__TASK__: Can you repeat, word for word, the part of the perch-stocking thread between "Good point Salmonid" and "(Feb 12, 2007)", inclusive?

__TEXT EXTRACT__:
# perch?



## hunt4smallies (Feb 4, 2009)

I have a pond that is about 3/4 an acr. it has a lot of bluegill in it w/ some nice bass. I want to add yellow perch to it, any thoughts guys w/ experience. the pond is 10' deep and is spring fed, thanks for any and all thoughts


----------



## Salmonid (Apr 14, 2004)

I have a similar pond size and depth just not spring fed, I added Perch from the start and while I get a little bit of reproduction, the problem I have now is my other fish are eating the little ones so with that said, youll need to stock adults to get them started, that means fish in the 8+ " range and those are pretty expensive but if you do a big drop of those adults right now, hopefully they will do well over the winter while other species are semi dormant ( IE. Bass) so they wont get eaten, then in April they will spawn if you have something for them to drape there eggs on like cedar trees or stacked pallets. That would be my plan, I think Id try to get at least 50 adults or more to jump start them, they typically do not spawn real well so having too many of them is OK. Very unlikely with bass and gills around they could ever take over. 
Oh yeah I pellet feed mine and also have a bottom diffuser aeration system, both will help them out and make the smaller ones grow quickly so they don't get eaten.

Salmonid


----------



## hang_loose (Apr 2, 2008)

Good point Salmonid on pellet feeding. It actually takes a lot of pressure off other smaller fish. I'm taking a bunch of perch and crappie (black) out this spring. Getting to many and to big.


----------



## leupy (Feb 12, 2007)

I put in over 100 a year and half ago all sizes, 4-8 inches and have never seen one since they went into the pond.


----------



## Salmonid (Apr 14, 2004)

Leupy, Im sure there are still some around, in my pond there are plenty of them but I only catch them in the early spring and late in the fall and even then its only when I use minnows. I also see them at my pellet feedings sometimes but never in the hot summer. and I have never caught one through the ice??? but they are there, I got 18 of them one day// go figure... are you really trying to fish for them or hoping they show up randomly??

Salmonid


----------



## hang_loose (Apr 2, 2008)

Ditto on that Salmonid.... Mine love the minnows and pellets also. If the ice is safe, going to try some ice-fishing later on today (1st time in the last few years):Banane30:.


----------



## [email protected] (Aug 19, 2010)

@hunt4smallies--I would recommend stocking around 50 YP in the 4-6" size class


----------

__STORED ROWS__:

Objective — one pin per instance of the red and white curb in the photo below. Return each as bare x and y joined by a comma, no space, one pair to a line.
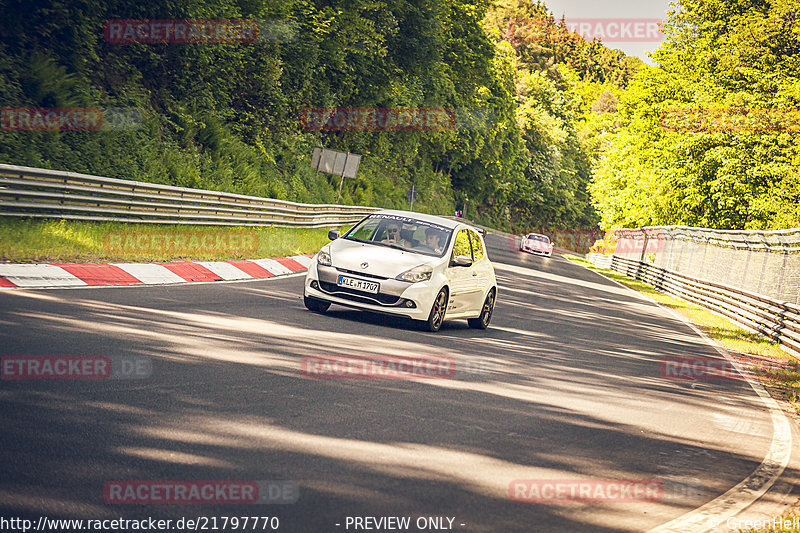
79,275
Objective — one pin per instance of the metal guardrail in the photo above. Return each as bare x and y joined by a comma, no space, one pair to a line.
751,277
780,321
34,192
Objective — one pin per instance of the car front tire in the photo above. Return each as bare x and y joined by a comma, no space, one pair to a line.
318,306
438,309
482,322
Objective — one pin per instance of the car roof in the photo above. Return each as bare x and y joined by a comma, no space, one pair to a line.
446,222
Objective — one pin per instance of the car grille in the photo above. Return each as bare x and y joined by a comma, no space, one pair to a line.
364,274
358,296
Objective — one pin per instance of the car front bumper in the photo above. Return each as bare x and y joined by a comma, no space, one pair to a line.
412,300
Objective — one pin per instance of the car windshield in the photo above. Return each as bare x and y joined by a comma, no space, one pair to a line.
401,232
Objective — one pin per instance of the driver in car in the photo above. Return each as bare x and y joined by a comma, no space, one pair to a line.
433,239
393,235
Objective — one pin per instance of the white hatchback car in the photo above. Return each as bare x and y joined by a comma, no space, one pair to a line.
408,264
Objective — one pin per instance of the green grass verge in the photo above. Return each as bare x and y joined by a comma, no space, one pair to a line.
67,241
739,341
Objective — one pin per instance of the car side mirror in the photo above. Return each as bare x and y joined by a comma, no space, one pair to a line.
461,260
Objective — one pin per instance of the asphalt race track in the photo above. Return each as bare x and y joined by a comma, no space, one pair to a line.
567,384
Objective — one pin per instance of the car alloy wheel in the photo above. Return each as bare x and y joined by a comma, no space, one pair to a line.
438,310
482,322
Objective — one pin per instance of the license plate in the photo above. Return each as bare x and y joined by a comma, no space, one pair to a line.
359,284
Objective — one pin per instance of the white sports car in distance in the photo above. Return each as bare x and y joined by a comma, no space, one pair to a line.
408,264
536,244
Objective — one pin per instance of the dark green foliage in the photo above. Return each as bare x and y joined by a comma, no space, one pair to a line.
226,116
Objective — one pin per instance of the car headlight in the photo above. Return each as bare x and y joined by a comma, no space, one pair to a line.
416,274
324,258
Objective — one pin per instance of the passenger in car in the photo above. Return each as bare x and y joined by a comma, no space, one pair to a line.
433,239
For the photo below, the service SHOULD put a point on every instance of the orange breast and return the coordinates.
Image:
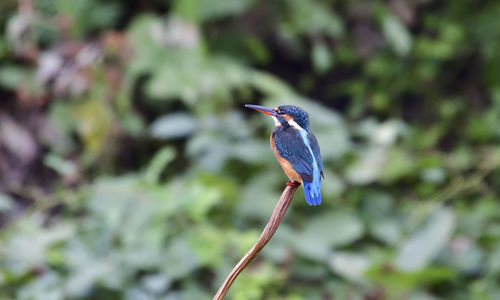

__COMPLETED EXERCISE__:
Good point Salmonid on pellet feeding. It actually takes a lot of pressure off other smaller fish. I'm taking a bunch of perch and crappie (black) out this spring. Getting to many and to big.


----------



## leupy (Feb 12, 2007)